#### Raw data ####
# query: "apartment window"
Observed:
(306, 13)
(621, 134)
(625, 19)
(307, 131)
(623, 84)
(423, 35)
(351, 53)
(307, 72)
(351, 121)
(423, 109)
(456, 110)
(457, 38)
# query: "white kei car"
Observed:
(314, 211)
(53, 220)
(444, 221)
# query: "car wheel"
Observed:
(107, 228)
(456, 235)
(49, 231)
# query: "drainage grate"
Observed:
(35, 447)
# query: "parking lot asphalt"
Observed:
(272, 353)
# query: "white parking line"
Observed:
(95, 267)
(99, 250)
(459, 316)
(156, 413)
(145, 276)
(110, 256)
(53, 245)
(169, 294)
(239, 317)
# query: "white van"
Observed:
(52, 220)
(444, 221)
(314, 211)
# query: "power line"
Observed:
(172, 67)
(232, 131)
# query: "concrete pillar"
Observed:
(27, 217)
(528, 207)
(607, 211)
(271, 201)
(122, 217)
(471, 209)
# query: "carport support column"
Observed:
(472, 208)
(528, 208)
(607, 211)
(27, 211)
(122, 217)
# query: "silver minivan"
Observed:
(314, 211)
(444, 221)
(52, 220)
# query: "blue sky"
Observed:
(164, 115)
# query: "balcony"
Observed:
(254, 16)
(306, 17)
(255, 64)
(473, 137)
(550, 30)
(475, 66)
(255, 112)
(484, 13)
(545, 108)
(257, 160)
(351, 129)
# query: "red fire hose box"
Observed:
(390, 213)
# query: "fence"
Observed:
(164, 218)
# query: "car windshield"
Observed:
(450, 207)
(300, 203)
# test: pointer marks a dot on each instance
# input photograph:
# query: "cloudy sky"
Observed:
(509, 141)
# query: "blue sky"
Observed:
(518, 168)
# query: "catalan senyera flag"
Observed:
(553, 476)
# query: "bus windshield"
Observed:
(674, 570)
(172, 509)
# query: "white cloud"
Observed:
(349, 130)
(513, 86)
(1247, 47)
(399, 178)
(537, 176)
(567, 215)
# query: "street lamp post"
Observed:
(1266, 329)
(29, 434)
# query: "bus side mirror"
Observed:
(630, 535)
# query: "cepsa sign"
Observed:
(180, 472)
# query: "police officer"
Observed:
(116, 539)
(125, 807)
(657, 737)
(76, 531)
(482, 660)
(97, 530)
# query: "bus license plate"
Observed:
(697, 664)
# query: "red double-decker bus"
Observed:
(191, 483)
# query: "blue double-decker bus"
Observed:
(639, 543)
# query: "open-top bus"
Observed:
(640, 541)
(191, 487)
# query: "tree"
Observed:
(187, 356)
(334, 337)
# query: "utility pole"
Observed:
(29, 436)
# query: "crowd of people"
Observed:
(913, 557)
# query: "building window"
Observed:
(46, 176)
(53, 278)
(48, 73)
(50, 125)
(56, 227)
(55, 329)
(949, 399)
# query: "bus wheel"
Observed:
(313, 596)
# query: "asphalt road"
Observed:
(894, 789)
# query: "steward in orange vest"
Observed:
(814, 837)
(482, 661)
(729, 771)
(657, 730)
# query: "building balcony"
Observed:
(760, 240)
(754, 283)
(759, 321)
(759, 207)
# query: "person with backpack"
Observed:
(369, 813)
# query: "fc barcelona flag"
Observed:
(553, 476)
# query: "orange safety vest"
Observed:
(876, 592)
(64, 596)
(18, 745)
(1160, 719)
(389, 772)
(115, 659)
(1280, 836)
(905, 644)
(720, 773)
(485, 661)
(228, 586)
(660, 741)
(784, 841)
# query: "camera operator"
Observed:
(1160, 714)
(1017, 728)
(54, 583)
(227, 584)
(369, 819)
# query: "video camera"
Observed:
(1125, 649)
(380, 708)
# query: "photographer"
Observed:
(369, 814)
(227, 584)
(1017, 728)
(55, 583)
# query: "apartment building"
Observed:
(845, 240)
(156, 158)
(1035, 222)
####
Problem details
Since only a count is wanted, give the number of lines in the listing that contain the word "apartment".

Response box
2